STATED GOAL:
Scale only the lines below that run from the line containing "I'd appreciate your help finding the phone" through the end of the lines, both ends included. Reproduce each of those lines, requests included, but multiply every bounding box coordinate in the answers by 1.75 and round to whole numbers, with halves rounding up.

>> begin

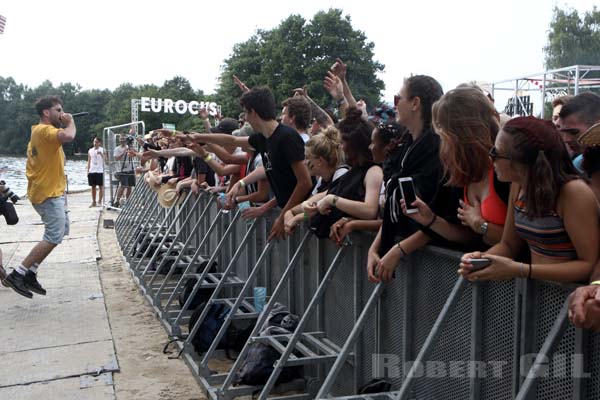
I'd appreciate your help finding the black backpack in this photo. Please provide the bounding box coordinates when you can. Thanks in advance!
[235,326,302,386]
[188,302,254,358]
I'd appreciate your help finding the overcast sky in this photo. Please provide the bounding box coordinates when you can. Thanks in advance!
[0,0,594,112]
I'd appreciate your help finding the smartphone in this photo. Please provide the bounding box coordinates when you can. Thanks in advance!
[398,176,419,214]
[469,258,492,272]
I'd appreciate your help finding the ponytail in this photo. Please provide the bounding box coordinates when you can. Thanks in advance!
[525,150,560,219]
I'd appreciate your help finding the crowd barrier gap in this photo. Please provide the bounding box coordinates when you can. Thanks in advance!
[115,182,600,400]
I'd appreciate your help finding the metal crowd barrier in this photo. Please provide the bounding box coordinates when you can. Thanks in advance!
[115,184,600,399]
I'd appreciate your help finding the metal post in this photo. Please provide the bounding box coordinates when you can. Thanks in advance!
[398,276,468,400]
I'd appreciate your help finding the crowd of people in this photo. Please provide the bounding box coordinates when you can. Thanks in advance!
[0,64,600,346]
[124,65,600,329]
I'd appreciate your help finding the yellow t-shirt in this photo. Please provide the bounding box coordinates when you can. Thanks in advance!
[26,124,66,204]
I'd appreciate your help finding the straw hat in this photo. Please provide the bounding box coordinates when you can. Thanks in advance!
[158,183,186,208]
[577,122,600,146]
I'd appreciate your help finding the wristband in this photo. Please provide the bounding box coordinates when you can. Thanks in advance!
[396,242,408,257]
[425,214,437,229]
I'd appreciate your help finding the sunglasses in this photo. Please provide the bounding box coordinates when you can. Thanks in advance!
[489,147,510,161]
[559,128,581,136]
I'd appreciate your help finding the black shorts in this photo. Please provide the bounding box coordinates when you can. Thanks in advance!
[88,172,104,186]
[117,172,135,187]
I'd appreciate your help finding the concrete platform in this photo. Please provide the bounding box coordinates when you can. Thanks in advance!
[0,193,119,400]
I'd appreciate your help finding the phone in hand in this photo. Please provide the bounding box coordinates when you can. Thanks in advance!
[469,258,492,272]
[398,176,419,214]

>> end

ANSWER TO THIS EXERCISE:
I'd appreciate your help finding the phone in hand in this photo. Please provide the bounding box coordinates when you can. Thanks in advance!
[821,452,861,476]
[697,308,733,375]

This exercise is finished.